# [Extracted entries]
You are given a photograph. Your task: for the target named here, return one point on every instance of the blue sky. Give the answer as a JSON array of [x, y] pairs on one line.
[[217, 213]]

---

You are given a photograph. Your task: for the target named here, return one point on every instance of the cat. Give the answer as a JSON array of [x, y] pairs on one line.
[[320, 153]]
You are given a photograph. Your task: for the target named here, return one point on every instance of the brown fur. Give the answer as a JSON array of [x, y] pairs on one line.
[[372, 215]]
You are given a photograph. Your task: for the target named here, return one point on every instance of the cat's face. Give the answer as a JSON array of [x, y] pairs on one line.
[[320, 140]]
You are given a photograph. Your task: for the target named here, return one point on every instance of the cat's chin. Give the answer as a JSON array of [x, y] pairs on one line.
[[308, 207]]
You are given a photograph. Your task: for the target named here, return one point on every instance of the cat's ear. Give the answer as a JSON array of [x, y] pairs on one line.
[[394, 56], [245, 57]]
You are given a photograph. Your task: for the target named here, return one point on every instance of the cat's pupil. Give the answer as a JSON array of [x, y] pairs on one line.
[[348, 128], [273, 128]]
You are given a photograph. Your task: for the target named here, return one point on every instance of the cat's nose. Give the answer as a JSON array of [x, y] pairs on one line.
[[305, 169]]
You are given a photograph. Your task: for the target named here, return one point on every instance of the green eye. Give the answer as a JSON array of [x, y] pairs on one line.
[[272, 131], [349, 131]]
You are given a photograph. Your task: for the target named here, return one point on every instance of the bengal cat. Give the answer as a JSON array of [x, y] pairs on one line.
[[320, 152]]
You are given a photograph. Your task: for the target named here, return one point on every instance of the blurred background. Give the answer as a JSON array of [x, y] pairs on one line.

* * *

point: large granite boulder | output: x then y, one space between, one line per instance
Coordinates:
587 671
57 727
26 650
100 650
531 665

# [What is being asked]
Could you restate word for word the lines above, from the one that contains "of the green" through the one that contains "of the blurred", and no others?

# [Exercise response]
You are given a photograph. Your task: for the target named here, return one point on every instance of the green eye. Give the answer as a JSON array of [x, y] pairs on one line.
[[272, 131], [349, 131]]
You are given a photograph. Your task: for the target named here, return one point on every instance of the bengal cat. Give the answer as a JSON array of [x, y] pairs on one line.
[[320, 152]]
You are given a photograph. Your task: for the target named here, return one point on every instance of the blurred background. Give the answer as a JSON array of [x, y] pairs on one line.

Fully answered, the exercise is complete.